**What the task asks**
Show all lines containing "blouse" from the data below.

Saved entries

== Segment start ==

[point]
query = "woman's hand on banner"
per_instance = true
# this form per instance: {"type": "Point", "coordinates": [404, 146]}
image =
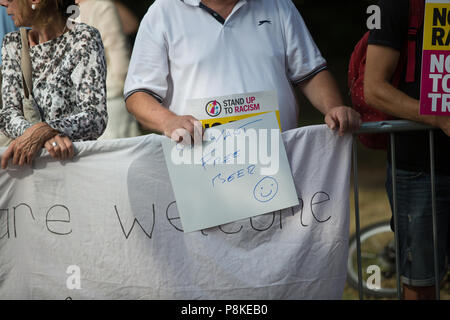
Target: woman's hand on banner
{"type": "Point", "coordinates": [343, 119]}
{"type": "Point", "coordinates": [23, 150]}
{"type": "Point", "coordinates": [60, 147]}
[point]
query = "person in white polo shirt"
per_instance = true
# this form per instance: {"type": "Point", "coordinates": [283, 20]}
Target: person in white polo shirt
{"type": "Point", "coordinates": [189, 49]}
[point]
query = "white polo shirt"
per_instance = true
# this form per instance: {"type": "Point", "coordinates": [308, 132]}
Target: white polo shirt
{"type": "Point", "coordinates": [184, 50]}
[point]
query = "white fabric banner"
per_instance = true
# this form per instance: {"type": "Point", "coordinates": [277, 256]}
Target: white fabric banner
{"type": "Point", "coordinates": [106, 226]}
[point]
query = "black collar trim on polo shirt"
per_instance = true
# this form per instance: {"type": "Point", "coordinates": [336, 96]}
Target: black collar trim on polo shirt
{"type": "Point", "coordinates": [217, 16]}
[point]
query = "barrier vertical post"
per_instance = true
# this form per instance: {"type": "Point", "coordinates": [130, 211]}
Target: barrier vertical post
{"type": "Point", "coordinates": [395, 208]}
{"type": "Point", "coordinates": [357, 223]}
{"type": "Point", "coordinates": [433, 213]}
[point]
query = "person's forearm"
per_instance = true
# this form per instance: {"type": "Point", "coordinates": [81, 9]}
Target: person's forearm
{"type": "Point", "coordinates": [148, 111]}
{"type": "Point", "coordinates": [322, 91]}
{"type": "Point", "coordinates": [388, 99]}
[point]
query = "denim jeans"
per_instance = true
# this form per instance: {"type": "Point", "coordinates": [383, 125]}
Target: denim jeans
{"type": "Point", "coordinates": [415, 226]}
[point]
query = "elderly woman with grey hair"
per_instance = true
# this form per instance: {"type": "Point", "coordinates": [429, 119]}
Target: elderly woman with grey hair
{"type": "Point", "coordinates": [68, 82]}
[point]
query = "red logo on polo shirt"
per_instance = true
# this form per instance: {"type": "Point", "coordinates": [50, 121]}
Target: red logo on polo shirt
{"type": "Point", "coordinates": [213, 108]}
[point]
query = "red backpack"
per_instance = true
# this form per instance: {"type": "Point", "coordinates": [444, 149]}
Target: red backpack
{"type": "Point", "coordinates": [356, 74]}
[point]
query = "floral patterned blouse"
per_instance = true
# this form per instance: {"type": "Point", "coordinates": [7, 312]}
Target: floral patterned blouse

== Segment end ==

**Response**
query = "floral patterned blouse"
Target: floral patterned blouse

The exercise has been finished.